═════ Passage to read ═════

The quantity and monomer composition of PHA accumulated in seeds of transgenic lines expressing both the peroxisomal PHA synthase and either the 12-hydroxylase or 12-epoxygenase were analyzed. For the transgenic lines N10.3NH1.1 and N10.3NH2.2 expressing the 12-hydroxylase, a statistically significant (Student t test, P < 0.05) 1.6-fold increase in PHA quantity was observed in both hydroxylase-expressing plants compared with control plants, indicating a significant increase in the degradation of fatty acids in the developing seeds of plants producing hydroxy fatty acids relative to control plants (Fig. 2). The PHA monomer composition was also changed in the 12-hydroxylase-expressing plants, with a significant increase in the H8:1 (1.3- to 1.6-fold) and H10:0 (1.4- to 1.8-fold) monomer. Although the increase of the H10:0 monomer agreed well with the degradation of ricinoleic acid, the increase in H8:1 was unexpected. It is speculated that the H8:1 monomer corresponds to the degradation of densipolic acid (see “Discussion”).

═════ Extracted data ═════

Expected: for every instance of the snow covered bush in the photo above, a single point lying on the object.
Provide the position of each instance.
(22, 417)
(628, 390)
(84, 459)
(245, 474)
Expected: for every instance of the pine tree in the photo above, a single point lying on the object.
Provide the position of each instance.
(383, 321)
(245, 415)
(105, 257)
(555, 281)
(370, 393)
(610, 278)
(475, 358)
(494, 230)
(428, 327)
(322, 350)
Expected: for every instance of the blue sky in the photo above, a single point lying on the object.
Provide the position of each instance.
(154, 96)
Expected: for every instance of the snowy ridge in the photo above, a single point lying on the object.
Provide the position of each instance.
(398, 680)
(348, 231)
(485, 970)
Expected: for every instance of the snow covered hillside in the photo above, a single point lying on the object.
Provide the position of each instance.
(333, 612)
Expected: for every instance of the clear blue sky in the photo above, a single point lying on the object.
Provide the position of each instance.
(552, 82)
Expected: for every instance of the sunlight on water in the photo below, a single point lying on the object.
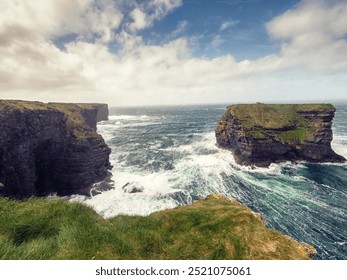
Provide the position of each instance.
(168, 157)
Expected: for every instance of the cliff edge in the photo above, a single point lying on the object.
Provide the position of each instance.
(260, 134)
(52, 147)
(210, 229)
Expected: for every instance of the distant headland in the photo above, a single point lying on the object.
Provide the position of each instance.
(51, 147)
(261, 134)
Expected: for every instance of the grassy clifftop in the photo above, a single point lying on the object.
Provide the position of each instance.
(290, 120)
(76, 123)
(214, 228)
(275, 116)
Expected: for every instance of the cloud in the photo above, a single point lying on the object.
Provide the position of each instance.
(181, 28)
(217, 41)
(313, 35)
(227, 24)
(146, 13)
(109, 61)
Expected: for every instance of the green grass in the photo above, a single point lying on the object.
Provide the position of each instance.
(215, 228)
(274, 116)
(75, 122)
(280, 121)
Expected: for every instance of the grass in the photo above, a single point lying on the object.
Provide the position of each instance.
(215, 228)
(75, 122)
(280, 121)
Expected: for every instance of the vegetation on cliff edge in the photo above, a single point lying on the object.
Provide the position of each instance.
(285, 122)
(214, 228)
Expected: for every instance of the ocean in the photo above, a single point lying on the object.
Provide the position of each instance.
(167, 156)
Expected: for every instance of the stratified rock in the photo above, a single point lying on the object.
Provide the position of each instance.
(46, 148)
(260, 134)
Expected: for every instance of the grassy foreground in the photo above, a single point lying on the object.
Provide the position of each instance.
(214, 228)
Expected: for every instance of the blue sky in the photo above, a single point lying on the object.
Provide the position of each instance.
(130, 53)
(238, 27)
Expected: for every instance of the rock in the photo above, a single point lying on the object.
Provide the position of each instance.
(133, 187)
(46, 148)
(260, 134)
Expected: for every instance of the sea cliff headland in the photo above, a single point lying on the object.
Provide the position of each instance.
(52, 147)
(261, 134)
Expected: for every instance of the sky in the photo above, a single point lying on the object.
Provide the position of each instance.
(173, 52)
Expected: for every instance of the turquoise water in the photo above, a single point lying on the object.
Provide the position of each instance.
(170, 153)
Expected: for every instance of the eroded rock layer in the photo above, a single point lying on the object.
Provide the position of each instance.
(47, 148)
(260, 134)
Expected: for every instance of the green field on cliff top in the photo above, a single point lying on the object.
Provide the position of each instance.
(214, 228)
(275, 116)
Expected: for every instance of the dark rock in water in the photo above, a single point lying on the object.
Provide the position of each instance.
(180, 196)
(260, 134)
(46, 148)
(133, 187)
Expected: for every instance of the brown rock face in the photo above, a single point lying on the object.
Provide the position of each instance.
(47, 148)
(260, 134)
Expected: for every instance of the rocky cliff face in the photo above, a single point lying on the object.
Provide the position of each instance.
(260, 134)
(47, 148)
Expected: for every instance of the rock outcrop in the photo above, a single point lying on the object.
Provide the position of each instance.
(260, 134)
(52, 147)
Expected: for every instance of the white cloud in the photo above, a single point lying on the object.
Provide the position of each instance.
(181, 28)
(313, 35)
(217, 41)
(228, 24)
(88, 69)
(139, 20)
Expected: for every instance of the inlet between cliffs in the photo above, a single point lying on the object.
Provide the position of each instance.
(164, 157)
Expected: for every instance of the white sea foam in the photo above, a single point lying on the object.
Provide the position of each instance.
(131, 118)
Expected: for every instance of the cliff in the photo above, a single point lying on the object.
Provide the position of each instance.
(47, 148)
(214, 228)
(260, 134)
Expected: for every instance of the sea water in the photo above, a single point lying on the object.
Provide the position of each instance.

═════

Problems and tasks:
1. Please rewrite the paragraph of the PHA passage that begins "The quantity and monomer composition" as a short bulleted list, keeping its main facts.
2. Name every enzyme mentioned in the PHA passage.
3. Resume the PHA passage after its final sentence.

Responses by task:
1.
- PHA quantity and monomer composition were analyzed in seeds of transgenic lines expressing the peroxisomal PHA synthase together with either the 12-hydroxylase or the 12-epoxygenase.
- In the 12-hydroxylase lines N10.3NH1.1 and N10.3NH2.2, PHA quantity rose 1.6-fold over control plants, a statistically significant increase (Student t test, P < 0.05).
- This points to a significant increase in fatty acid degradation in developing seeds of plants producing hydroxy fatty acids (Fig. 2).
- Monomer composition also changed in these plants: H8:1 rose 1.3- to 1.6-fold and H10:0 rose 1.4- to 1.8-fold.
- The H10:0 increase agreed well with the degradation of ricinoleic acid. The H8:1 increase was unexpected and is speculated to come from the degradation of densipolic acid.

2.
- peroxisomal PHA synthase
- 12-hydroxylase
- 12-epoxygenase

3.
Figure 2. — Analysis of PHA produced in mature seeds of transgenic plants expressing the castor bean 12-hydroxylase. Line N10.3pC3.1 was transformed with the control vector, whereas lines N10.3NH1.1 and N10.3NH2.2 were transformed with a napin-hydroxylase construct. Values are ± sd.

Transgenic line N4.1NE15.1 was found to have a 2-fold increase in the amount of PHA in mature seeds compared with its control (N4.1pC6.1; Fig. 3). In contrast, line N10.3NE6.2, which accumulated a lower amount of epoxy fatty acids compared with N4.1NE15, did not show a significant change in PHA quantity compared with its control (N10.3pC3.1; Fig. 3). For both N4.1NE15.1 and N10.3NE6.2, a significant increase in the monomers H8:1 (1.7- to 2.0-fold), and H8:0 (1.3- to 1.6-fold) were observed. Although the increase of the H8:0 monomer agreed well with the degradation of vernolic acid, the increase in H8:1 was unexpected. It is speculated that the H8:1 monomer corresponds to the degradation of 12-epoxy-9,15-octadecadienoic acid (see “Discussion”).

Figure 3. — Analysis of PHA produced in mature seeds of transgenic plants expressing the *C. palaestina* 12-epoxygenase. Lines N4.1pC6.1 and N10.3pC3.1 were transformed with the control vector, whereas lines N4.1NE15.1 and N10.3NE6.2 were transformed with a napin-epoxygenase construct. Line N4.1pC6.1 is used as the control for line N4.1NE15.1, whereas line N10.3pC3.1 is used as the control for line N10.3NE6.2. Values are ± sd.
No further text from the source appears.